### Task details
Retype the line where "For every instance of the white pants" appears and each line that follows it down to the last line of the records below. Leave the pictures out.

Dataset rows:
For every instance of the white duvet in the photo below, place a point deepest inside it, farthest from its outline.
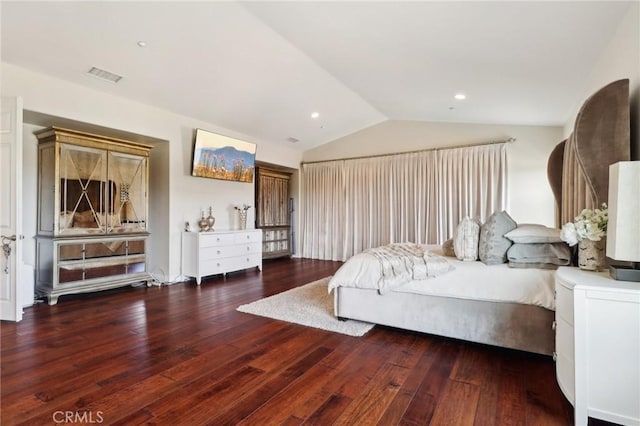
(469, 280)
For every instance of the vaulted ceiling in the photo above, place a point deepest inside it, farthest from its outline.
(262, 68)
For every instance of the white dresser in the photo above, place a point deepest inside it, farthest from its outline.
(219, 252)
(598, 345)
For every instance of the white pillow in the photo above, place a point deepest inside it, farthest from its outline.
(528, 233)
(466, 239)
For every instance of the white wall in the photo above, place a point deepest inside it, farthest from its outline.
(530, 196)
(175, 196)
(620, 59)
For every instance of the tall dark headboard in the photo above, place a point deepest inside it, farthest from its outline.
(600, 138)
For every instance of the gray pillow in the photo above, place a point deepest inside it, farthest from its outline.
(466, 238)
(493, 245)
(533, 233)
(447, 248)
(553, 253)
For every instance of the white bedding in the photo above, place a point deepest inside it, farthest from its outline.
(469, 280)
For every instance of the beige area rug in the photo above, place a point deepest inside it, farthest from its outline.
(309, 305)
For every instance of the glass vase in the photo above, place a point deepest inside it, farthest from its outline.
(242, 214)
(591, 255)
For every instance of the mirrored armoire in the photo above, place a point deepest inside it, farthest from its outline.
(92, 229)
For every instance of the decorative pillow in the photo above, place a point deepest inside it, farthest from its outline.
(447, 248)
(466, 238)
(531, 233)
(493, 246)
(84, 220)
(537, 253)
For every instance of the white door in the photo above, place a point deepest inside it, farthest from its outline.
(10, 207)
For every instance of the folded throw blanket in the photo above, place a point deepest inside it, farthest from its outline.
(402, 262)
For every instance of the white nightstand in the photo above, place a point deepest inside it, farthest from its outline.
(598, 345)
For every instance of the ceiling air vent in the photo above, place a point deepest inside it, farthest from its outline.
(104, 75)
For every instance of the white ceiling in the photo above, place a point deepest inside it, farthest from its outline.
(261, 68)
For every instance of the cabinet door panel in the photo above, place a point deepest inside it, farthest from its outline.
(130, 197)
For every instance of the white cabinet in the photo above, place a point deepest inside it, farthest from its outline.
(598, 345)
(219, 252)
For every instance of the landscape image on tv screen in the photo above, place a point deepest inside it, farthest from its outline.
(221, 157)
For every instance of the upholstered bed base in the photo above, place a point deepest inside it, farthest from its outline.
(509, 325)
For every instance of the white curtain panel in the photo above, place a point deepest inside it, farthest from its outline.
(351, 205)
(470, 181)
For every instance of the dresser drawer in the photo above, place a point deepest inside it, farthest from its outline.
(229, 264)
(253, 236)
(564, 302)
(214, 240)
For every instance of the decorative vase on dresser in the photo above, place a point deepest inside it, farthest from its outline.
(591, 254)
(92, 213)
(598, 345)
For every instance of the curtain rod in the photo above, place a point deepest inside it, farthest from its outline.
(510, 140)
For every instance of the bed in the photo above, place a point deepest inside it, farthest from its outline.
(473, 302)
(463, 303)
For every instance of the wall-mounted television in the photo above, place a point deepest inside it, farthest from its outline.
(221, 157)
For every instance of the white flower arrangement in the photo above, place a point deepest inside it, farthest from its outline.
(589, 225)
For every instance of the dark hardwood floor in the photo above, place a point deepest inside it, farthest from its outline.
(182, 354)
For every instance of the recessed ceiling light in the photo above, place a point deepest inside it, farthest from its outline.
(104, 75)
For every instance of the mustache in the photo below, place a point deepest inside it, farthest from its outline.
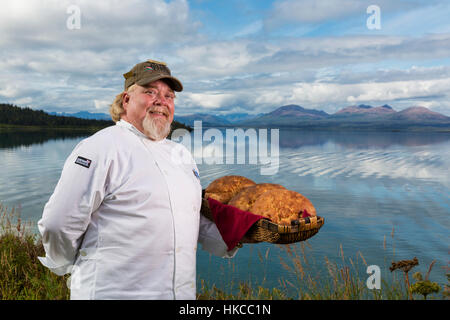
(161, 109)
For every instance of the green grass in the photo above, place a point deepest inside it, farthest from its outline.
(22, 277)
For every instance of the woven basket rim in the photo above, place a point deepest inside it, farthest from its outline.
(304, 224)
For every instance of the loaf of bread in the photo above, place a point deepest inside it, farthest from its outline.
(245, 199)
(282, 206)
(226, 187)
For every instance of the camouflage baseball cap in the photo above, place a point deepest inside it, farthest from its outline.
(149, 71)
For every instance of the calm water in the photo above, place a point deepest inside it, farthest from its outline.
(384, 195)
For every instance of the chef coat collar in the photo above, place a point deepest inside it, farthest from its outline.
(133, 129)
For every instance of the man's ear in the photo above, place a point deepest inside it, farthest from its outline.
(125, 100)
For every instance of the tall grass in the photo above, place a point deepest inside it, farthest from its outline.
(22, 277)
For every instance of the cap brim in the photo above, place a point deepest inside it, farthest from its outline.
(173, 82)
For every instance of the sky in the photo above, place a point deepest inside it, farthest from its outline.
(231, 56)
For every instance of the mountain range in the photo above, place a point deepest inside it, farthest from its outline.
(355, 116)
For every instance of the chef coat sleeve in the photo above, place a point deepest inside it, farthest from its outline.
(78, 193)
(212, 241)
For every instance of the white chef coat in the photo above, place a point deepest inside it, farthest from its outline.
(126, 222)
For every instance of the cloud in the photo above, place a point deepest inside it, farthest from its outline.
(50, 66)
(311, 11)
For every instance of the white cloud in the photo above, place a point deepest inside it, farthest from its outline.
(207, 100)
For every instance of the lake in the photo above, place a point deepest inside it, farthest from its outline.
(384, 197)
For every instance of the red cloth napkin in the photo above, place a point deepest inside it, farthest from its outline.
(232, 222)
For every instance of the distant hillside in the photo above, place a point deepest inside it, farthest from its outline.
(358, 117)
(207, 120)
(364, 110)
(293, 110)
(14, 115)
(83, 115)
(418, 114)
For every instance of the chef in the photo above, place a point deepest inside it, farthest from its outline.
(124, 218)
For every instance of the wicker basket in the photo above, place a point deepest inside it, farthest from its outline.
(265, 230)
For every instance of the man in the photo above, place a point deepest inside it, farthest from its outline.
(124, 218)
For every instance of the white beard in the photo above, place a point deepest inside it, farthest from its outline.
(155, 129)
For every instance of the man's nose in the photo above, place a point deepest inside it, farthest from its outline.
(160, 99)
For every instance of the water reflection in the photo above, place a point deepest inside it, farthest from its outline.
(17, 138)
(360, 140)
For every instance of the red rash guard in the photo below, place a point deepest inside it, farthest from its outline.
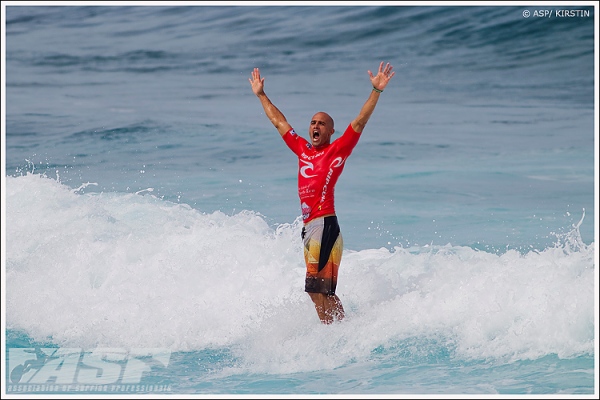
(319, 170)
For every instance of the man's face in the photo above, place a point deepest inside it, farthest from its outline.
(320, 129)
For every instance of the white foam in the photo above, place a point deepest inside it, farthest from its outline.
(131, 270)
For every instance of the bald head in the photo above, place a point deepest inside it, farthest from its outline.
(321, 129)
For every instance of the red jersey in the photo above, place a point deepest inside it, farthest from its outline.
(319, 170)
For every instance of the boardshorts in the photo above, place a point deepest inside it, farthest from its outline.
(323, 245)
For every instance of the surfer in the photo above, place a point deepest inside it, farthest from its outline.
(320, 163)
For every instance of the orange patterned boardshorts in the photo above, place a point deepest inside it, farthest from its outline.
(323, 245)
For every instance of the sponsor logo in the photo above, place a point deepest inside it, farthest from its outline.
(305, 210)
(308, 166)
(336, 163)
(71, 369)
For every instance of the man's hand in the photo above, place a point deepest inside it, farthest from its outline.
(257, 83)
(383, 76)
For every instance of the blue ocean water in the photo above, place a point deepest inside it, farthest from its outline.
(151, 219)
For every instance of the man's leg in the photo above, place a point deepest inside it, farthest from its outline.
(329, 307)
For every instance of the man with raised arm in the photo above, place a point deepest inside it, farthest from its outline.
(320, 163)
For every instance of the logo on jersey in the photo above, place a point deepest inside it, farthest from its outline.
(334, 164)
(307, 167)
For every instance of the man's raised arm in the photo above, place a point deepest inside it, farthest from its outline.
(379, 83)
(275, 116)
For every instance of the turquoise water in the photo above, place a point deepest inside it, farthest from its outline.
(152, 231)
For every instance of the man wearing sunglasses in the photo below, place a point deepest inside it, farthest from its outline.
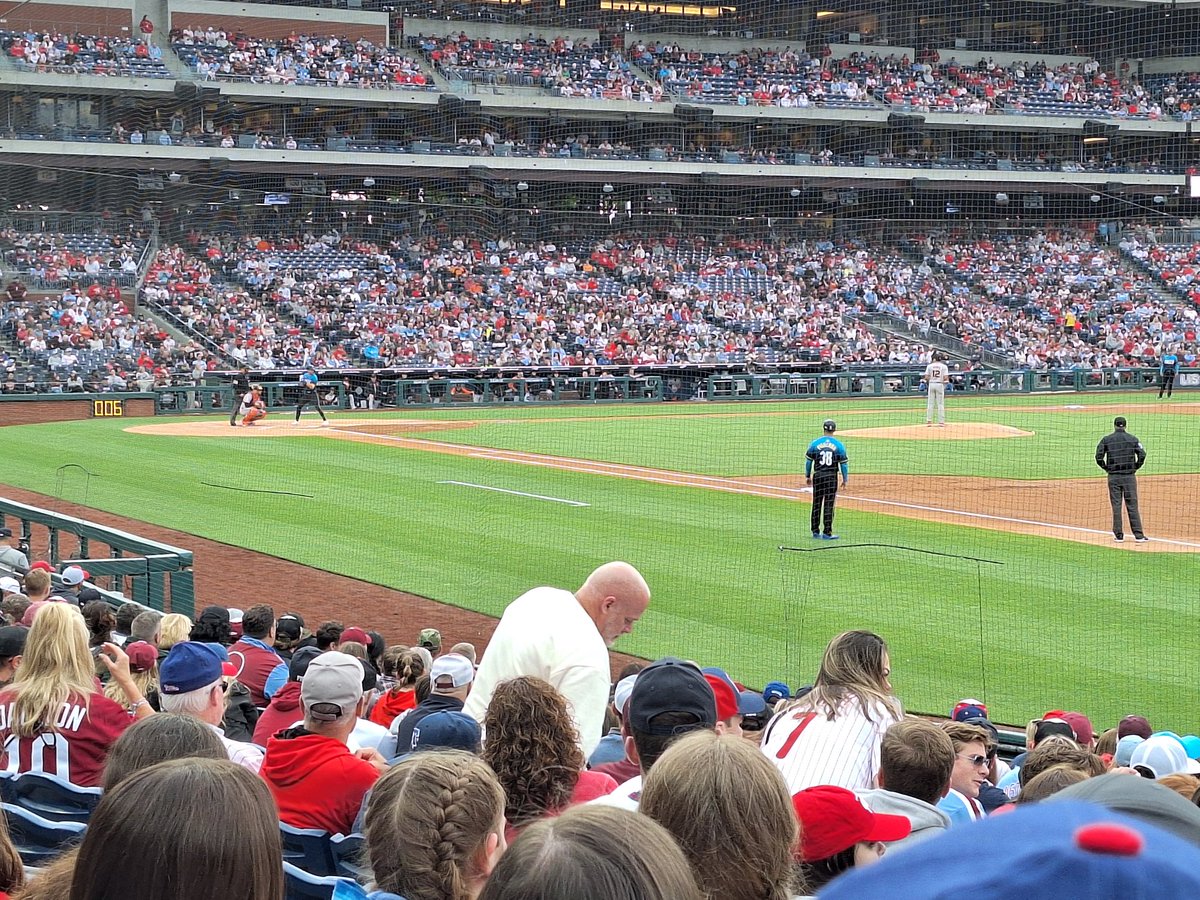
(192, 682)
(972, 763)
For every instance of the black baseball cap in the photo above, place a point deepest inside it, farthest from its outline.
(12, 641)
(289, 625)
(671, 685)
(300, 660)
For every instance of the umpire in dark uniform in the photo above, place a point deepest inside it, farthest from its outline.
(240, 388)
(1121, 455)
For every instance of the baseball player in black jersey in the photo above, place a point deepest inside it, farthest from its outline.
(1121, 455)
(822, 461)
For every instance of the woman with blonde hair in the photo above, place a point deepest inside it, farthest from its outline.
(58, 720)
(406, 670)
(534, 748)
(723, 799)
(173, 629)
(433, 827)
(832, 735)
(595, 852)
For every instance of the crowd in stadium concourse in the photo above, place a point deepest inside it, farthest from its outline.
(1045, 300)
(795, 78)
(468, 303)
(567, 66)
(1057, 300)
(576, 67)
(83, 54)
(327, 759)
(216, 54)
(59, 259)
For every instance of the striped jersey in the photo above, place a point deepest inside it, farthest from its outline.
(811, 749)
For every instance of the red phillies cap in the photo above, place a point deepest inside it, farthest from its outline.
(726, 699)
(833, 820)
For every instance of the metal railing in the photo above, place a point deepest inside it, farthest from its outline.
(153, 574)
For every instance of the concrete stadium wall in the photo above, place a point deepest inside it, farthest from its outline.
(82, 17)
(275, 22)
(40, 408)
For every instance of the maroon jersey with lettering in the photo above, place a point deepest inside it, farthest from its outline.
(75, 747)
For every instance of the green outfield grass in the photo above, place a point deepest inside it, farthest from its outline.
(1038, 624)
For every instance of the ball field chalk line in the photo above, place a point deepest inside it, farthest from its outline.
(517, 493)
(715, 483)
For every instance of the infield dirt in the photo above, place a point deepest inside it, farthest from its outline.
(1066, 509)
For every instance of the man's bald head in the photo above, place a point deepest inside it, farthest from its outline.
(615, 597)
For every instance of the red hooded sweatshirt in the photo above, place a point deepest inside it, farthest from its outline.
(317, 781)
(283, 712)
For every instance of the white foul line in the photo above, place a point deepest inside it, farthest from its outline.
(641, 473)
(517, 493)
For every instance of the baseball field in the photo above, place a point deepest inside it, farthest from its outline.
(982, 551)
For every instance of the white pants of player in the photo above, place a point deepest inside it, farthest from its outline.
(936, 400)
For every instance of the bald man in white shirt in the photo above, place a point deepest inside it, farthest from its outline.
(564, 639)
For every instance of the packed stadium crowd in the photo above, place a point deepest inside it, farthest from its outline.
(83, 54)
(347, 763)
(563, 65)
(579, 67)
(1050, 299)
(297, 59)
(59, 259)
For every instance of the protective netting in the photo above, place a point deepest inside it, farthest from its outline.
(461, 210)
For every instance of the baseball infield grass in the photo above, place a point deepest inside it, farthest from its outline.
(1024, 623)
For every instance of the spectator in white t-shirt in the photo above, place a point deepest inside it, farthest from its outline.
(564, 639)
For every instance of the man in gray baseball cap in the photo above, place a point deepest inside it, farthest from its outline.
(317, 781)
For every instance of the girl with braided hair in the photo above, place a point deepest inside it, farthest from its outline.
(433, 827)
(403, 667)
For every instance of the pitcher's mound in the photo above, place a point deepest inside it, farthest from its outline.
(951, 431)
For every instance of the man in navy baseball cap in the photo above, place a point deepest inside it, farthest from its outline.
(670, 699)
(1045, 851)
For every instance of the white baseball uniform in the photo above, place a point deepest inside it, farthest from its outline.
(936, 376)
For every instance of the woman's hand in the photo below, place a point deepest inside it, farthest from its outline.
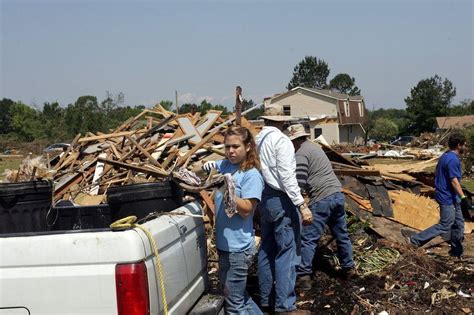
(209, 166)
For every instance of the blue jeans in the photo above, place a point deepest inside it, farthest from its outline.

### Written response
For every instance of the white pants of player in the photo above, place a point deepest inside it, farthest from its outline.
(936, 400)
For every instance of the bald man in white shirt in the photo above, place a point deepest inside it, farthest from its outline.
(564, 639)
For every instance of the packed stadium crowd in the photo above, place a point deepest inside it, farthest from its outline.
(83, 54)
(347, 763)
(563, 65)
(579, 67)
(1050, 299)
(297, 59)
(59, 259)
For every instance of the protective netting in the photo above, place a point deepest inside it, farthest from its outline.
(461, 210)
For every instance of the baseball infield grass in the photo above, place a point deepest inside it, farthest from its outline.
(1024, 623)
For every instance of the spectator in white t-shirt in the photo above, place a point deepest inside it, farthest from its outline.
(564, 639)
For every instance of the man in gray baseball cap in the photo above, place a point deepest inside it, farthest from its outline.
(317, 781)
For every instance of the girl with braided hair in the photo above, place a point deepest inside it, farthest from its outline.
(433, 827)
(403, 667)
For every instance of the pitcher's mound in the photo above, place a point deepest inside it, farthest from its outline.
(951, 431)
For every instance of the man in navy baseball cap in the photo above, place a point deepest inside it, farthest from its outline.
(670, 699)
(1045, 851)
For every instance of the white baseball uniform in the photo above, place a point deepest inside it, farthest from its outline.
(936, 376)
For every instance of the woman's hand in the photo below, place a point deepest inside it, farthest from its outline.
(209, 166)
For every instance of the blue jeans in the photo above, place a point deepest inside it, farthest from its outline.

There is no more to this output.